Exercise task:
In the page about Graham Collier's reissues, which three recordings did BGO include on its 2007 double CD?

Passage provided:

┄┄┄┄┄┄┄┄┄┄┄┄┄┄┄┄┄┄┄┄

[The re-releases]
may well prompt a serious reassessment of this important
British artist, out of whom much of the most inventive
latter-day British jazz, including that anarchic collective
Loose Tubes, has emerged.
Brian
Morton, The Penguin
Guide to Jazz on CD
Will hopefully
garner his catalog the attention and the treatment that it
deserves … Just as Mingus’ music was a
workshop not only for fleshing out and expanding upon
compositional ideas but also for sidemen to grow in the
spotlight, so Collier’s music helped several of
England’s prominent jazz voices to shape their
sounds.
Bagatellen
From LP to CD
In 2000
and 2001 Disconforme reissued 11 of Graham Collier’s
early LPs on CD. Reviews were good, as the quotes under the
individual recordings on this site show. Sales were...
well, we don’t know as Disconforme’s accounting
failed to live up to their promises and the contracts were
terminated with the help of a lawyer’s letter. Copies
of some of the CDs (some at ridiculous prices) are still
advertised as being available. See the Store for prices on the copies we
have left under the bed.
Collected
by others…
Several
tracks from Graham’s early records have been included
in compilations from Gilles Peterson and Babyshambles in
Britain, as well as producers and DJs in Italy and Japan.
Further details will be found on the individual record
pages.
And
now, newly remastered and in exciting new packaging…
The
latest repackaging of Graham Collier’s early material
comes from the British record company BGO. In 2007 they
issued a specially priced double CD which included
Down Another
Road, Songs for My Father
and
Mosaics, three classic Collier
recordings from 1969 and 1970, originally on Phillips
and Fontana. (The saga of how Universal
– who have taken over almost all the world’s
record companies – still thought they owned these
tracks, despite having given them back to Graham in the
mid 1990s, will be told elsewhere.)
Re-mastered by Tom
Leader of LCL Digital.

Mosaics, Theme 6 featuring Harry Beckett. Another version of this music can be heard below.

┄┄┄┄┄┄┄┄┄┄┄┄┄┄┄┄┄┄┄┄

Material shown:
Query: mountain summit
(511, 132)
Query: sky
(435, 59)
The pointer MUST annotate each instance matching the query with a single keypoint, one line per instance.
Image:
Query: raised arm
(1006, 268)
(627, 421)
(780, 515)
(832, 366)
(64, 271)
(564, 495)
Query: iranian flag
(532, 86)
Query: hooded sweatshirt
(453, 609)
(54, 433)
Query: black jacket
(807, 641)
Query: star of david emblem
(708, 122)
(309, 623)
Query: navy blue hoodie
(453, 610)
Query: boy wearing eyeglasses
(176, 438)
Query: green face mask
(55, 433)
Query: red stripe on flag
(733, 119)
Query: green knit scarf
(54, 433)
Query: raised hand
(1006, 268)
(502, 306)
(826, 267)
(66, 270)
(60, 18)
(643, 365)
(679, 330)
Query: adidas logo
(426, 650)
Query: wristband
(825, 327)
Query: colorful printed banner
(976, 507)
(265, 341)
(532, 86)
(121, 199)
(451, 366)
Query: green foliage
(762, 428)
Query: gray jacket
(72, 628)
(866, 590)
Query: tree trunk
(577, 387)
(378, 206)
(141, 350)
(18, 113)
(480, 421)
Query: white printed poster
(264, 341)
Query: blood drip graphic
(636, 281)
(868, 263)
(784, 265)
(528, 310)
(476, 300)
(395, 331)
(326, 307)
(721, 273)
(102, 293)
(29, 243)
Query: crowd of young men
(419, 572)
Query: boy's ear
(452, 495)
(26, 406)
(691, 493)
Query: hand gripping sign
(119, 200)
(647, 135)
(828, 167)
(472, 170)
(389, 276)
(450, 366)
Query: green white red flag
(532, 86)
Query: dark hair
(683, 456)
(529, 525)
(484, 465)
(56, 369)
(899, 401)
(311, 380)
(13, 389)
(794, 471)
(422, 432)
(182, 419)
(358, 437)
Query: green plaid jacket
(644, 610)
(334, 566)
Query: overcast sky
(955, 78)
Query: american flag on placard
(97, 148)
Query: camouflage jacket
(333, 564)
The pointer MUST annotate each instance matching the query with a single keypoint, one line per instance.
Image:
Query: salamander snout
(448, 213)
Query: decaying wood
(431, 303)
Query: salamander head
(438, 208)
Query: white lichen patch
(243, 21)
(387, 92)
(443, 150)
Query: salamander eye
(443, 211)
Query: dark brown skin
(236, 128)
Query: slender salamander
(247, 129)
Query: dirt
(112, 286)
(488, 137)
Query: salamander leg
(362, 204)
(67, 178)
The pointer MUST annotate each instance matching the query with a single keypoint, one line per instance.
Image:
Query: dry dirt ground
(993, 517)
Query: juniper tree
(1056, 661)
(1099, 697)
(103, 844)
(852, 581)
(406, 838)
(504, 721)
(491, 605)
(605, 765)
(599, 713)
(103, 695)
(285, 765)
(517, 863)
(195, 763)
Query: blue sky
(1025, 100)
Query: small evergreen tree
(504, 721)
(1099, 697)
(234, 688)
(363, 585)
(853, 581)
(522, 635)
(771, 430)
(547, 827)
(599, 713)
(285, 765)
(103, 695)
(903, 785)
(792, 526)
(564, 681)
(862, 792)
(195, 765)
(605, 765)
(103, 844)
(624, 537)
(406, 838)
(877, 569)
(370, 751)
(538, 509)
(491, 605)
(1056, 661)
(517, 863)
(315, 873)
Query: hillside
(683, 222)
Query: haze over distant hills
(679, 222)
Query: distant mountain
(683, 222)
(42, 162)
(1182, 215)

┄┄┄┄┄┄┄┄┄┄┄┄┄┄┄┄┄┄┄┄

Written response:
Down Another Road, Songs for My Father and Mosaics.